> **Requirement**
Starting at the line that contains "Return one point per instance of the sky, formatted", quote each line exactly through the last line of the entries, both included.

> **Records from a collection**
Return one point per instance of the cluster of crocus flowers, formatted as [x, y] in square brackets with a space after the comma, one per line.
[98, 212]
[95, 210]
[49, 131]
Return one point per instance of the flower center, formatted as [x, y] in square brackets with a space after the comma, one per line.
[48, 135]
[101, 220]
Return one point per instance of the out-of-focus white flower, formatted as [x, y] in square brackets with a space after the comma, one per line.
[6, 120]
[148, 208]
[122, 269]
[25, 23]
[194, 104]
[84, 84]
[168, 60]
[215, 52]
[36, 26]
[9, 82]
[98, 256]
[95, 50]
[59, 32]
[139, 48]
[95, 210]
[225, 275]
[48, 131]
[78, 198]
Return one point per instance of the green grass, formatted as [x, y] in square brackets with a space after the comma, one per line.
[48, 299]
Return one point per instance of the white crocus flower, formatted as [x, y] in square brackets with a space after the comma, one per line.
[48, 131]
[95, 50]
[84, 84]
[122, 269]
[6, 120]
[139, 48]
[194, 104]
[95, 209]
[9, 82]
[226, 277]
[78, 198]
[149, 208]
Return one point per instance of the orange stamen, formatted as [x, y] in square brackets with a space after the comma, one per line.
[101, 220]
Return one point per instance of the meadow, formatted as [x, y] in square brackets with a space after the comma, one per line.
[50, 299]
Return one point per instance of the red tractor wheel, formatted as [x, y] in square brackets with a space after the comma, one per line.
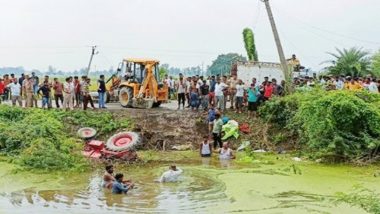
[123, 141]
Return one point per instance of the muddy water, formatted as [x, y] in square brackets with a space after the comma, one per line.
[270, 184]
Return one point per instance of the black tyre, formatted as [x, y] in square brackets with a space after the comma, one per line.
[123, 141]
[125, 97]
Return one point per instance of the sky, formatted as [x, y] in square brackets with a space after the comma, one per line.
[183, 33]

> **Exercise answer**
Return one point per instance of the sky, formatted as [x, y] in square brackets with a space after the comma, one per line.
[183, 33]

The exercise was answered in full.